→ **Task objective**: Return the whole listing exactly as it stands.

→ **Input for this task**:
——————

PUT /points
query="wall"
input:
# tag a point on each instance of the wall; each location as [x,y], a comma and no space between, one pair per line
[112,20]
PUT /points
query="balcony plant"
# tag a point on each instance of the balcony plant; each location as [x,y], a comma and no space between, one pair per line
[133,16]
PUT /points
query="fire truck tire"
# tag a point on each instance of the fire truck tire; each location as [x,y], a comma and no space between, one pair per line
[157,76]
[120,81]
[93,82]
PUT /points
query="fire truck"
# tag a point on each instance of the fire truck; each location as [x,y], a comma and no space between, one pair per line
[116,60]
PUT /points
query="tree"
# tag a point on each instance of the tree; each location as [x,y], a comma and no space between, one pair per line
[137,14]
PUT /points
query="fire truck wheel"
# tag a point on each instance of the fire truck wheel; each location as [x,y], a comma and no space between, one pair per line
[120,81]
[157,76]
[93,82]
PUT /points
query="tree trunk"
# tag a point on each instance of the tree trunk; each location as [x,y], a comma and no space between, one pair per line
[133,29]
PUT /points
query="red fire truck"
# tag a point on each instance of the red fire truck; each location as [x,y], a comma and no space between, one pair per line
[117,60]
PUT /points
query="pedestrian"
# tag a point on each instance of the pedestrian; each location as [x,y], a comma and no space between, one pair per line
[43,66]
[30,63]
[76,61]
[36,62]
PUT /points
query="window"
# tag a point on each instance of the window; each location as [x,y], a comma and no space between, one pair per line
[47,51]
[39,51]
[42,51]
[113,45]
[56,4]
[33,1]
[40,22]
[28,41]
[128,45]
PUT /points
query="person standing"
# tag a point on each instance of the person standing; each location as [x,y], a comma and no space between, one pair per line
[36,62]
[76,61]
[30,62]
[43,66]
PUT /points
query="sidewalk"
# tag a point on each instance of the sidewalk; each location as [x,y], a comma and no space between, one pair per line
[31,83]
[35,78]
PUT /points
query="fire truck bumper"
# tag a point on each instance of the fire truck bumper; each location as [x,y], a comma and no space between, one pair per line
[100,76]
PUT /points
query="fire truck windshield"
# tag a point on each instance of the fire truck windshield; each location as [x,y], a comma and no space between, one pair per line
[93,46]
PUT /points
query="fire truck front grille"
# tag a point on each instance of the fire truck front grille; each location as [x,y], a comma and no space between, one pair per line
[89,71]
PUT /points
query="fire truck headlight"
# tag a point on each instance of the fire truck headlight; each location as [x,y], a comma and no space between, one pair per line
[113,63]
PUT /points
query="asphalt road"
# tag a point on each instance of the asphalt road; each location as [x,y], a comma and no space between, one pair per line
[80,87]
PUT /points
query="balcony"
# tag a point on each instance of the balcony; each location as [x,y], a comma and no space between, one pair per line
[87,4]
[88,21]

——————

→ **Exercise solution**:
PUT /points
query="wall"
input:
# tag a point on each instance of the wall; each location as [x,y], a comma and no space between, one pair per line
[112,20]
PUT /points
query="balcony plant"
# tag a point on each instance of the balcony plant; each location as [x,y], a comma and no space between, one pair per line
[133,16]
PUT /points
query="fire truck tire"
# tag a point on each instance of the fire truck tire; each location as [x,y], a comma and no space between, one pair per line
[157,76]
[120,81]
[93,82]
PUT /points
query="fire truck"
# tag a point on each instance of the fire truck; each location as [x,y], a comma and no space between, one pair per line
[116,60]
PUT /points
query="tree"
# tag a point on each instance of the tree; each location as [x,y], a comma and no space between, one pair per line
[137,14]
PUT /points
query="fire truck wheel"
# tag a point on each instance of the fire truck wheel; each location as [x,y], a comma and no space between, one pair per line
[120,81]
[157,76]
[93,82]
PUT /points
query="tree trunk"
# tag a point on each instance of the tree trunk; each location as [x,y], a comma and no space between, one pair per line
[133,29]
PUT /points
query="red fire truck"
# tag a point on each instance of the red fire truck; each location as [x,y], a comma and no space between, one pair per line
[117,60]
PUT /points
query="pedestrian"
# tag a point on each instance of the pedestrian; each location as [x,y], a comma and no space between, one pair per line
[43,66]
[30,63]
[76,61]
[36,62]
PUT /points
query="window"
# tag a point on each instance of the window; each location as [x,y], a comma and no space between, one pair per line
[47,51]
[39,51]
[42,51]
[113,45]
[56,4]
[33,1]
[40,22]
[28,41]
[128,45]
PUT /points
query="person standing"
# tag a point on each instance of the person standing; each location as [x,y], a comma and no space between, one pair per line
[36,62]
[76,61]
[30,62]
[43,66]
PUT /points
query="sidewalk"
# tag a point on each instance of the sidewalk; each location as [x,y], a comma and no space between, one pair per line
[31,83]
[35,78]
PUT /points
query="fire truck bumper"
# tag a point on each instance of the fire truck bumper; each location as [x,y], a comma and no space between, one pair per line
[100,76]
PUT /points
query="fire truck windshield"
# tag a point on each instance of the fire truck windshield; each location as [x,y], a comma and no space between, one pair per line
[93,46]
PUT /points
query="fire truck front grille"
# tag a point on each instance of the fire truck front grille; each location as [x,y], a comma and no space between, one pair per line
[89,71]
PUT /points
query="fire truck headlight"
# tag a point on each instance of the fire truck headlight; each location as [x,y], a comma and no space between, one pair per line
[113,63]
PUT /points
query="asphalt road"
# tag a point on each instance of the asphalt road; each location as [x,y], a comma and no space between, one pair per line
[80,87]
PUT /points
query="balcony"
# tag a point on each instance of the balcony; each location as [x,y], a comma and no space between, one pair per line
[87,4]
[88,21]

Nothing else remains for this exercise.